::: DATA FOR ANALYSIS
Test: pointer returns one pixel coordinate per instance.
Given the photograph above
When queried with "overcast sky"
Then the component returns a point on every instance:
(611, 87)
::::::
ACTIVITY
From the first line to the last, set down every record exactly as written above.

EXERCISE ANSWER
Test: pointer returns one pixel coordinate per instance.
Given the photograph above
When queried with "overcast sky"
Then the component returns a point on every instance:
(611, 87)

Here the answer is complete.